Information shown:
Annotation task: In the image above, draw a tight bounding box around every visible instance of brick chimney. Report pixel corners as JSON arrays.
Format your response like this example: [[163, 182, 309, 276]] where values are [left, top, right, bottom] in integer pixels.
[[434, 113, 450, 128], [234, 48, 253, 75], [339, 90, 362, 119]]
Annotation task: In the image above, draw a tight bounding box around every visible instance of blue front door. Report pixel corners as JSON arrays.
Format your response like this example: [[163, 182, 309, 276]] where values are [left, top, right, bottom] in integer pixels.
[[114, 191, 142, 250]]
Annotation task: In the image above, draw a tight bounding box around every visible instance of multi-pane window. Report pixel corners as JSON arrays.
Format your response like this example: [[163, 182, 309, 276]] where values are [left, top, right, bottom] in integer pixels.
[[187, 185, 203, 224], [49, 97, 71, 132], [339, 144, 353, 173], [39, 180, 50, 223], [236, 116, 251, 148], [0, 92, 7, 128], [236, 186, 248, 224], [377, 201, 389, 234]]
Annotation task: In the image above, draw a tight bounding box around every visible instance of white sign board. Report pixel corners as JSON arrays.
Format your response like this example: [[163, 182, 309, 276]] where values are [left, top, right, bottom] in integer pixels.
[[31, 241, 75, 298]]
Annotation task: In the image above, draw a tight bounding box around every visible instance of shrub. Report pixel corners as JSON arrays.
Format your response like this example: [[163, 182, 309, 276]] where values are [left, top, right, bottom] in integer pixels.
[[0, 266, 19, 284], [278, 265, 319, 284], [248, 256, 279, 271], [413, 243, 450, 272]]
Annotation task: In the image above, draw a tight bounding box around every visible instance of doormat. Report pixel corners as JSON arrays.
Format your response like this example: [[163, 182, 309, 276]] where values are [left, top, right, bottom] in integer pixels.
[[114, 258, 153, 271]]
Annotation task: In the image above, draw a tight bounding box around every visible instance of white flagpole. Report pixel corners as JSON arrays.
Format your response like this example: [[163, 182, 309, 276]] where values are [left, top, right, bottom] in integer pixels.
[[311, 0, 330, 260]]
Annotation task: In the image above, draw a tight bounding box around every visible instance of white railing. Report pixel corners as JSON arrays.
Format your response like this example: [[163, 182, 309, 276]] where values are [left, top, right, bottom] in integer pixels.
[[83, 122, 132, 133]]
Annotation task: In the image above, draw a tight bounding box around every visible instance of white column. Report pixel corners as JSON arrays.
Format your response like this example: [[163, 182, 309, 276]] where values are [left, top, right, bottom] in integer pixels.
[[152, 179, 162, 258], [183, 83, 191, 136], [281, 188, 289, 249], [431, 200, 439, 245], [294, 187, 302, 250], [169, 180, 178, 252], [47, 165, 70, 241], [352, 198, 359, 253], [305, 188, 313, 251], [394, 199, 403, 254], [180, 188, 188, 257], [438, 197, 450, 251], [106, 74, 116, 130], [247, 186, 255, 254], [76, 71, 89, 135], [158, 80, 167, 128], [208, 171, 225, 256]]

Task objective:
Copy all of the material above word for word, keeping every line as it is.

Reply to the task:
Annotation task: In the image above, draw a tight bounding box around every visible instance of brick chimney. Report pixel corners as JSON arrays.
Format your response like this example: [[163, 182, 309, 276]] where values are [left, top, right, bottom] in integer pixels.
[[434, 113, 450, 128], [234, 48, 253, 75], [339, 90, 362, 119]]
Annotation task: In the image above, draw a tight bounding box around every visible instance of blue front door. Report pixel corners as JSON arrays.
Format your response like this example: [[163, 182, 309, 276]] where values are [left, top, right, bottom] in integer pixels.
[[114, 191, 142, 250]]
Annotation task: In the image above, draw a tight bounding box around every visible instance of multi-pane window. Report pixel corners as JSON arrays.
Format your response like this example: [[163, 182, 309, 276]] where values are [left, top, right, bottom] in integer pixels.
[[187, 185, 203, 224], [49, 97, 71, 132], [339, 144, 353, 173], [39, 180, 50, 223], [236, 116, 251, 148], [0, 92, 7, 128], [236, 186, 248, 224], [377, 201, 389, 234]]
Annotation task: In the image above, draw a tight bounding box around every visible instance of white sign board. Report pixel corners as JSON arrays.
Format your response like this example: [[163, 182, 309, 276]] where values are [left, top, right, bottom] in integer pixels.
[[31, 241, 75, 298]]
Annotation task: In the image above, draw a tight bounding box around every visible instance of shrub. Report pixel corners as JSON arrays.
Format your response like this example: [[163, 182, 309, 276]] where values are [left, top, right, bottom] in integer pixels.
[[0, 266, 19, 284], [278, 265, 319, 284], [248, 256, 279, 271], [413, 243, 450, 272]]
Annotation task: In the image above, draw a tight bounding box around every visible instance of doormat. Report pixel corners as JSON arrays.
Format your response like this example: [[163, 182, 309, 276]] where values are [left, top, right, bottom] in integer pixels.
[[114, 258, 153, 271]]
Annotation task: In the image above, draw a tight bounding box around every visible instance of white flagpole. Report pixel corners as JSON arrays.
Format your response like this example: [[163, 182, 309, 276]] where values are [left, top, right, bottom] in integer pixels.
[[311, 0, 330, 260]]
Annotation task: In the image above, draw a tight bounding box around every visible instance of white railing. Report pixel corners as JSON arrays.
Format your response like this example: [[163, 182, 309, 276]] where values are [left, top, right, bottom] in integer pixels.
[[83, 122, 132, 133]]
Annotation task: In the image above, draw a tight bounding box around every visible instance of white column. Report pixel corners as JSON arrays.
Format your response like this example: [[163, 182, 309, 276]] where values are [left, top, right, bottom] in integer pixels.
[[152, 179, 162, 258], [183, 83, 191, 136], [281, 188, 289, 249], [431, 200, 439, 245], [294, 187, 302, 250], [169, 180, 178, 252], [47, 165, 70, 241], [352, 198, 359, 253], [305, 188, 313, 251], [394, 199, 403, 254], [180, 188, 188, 257], [438, 197, 450, 251], [106, 74, 116, 130], [247, 186, 255, 254], [76, 71, 89, 135], [158, 80, 167, 128], [208, 171, 225, 256]]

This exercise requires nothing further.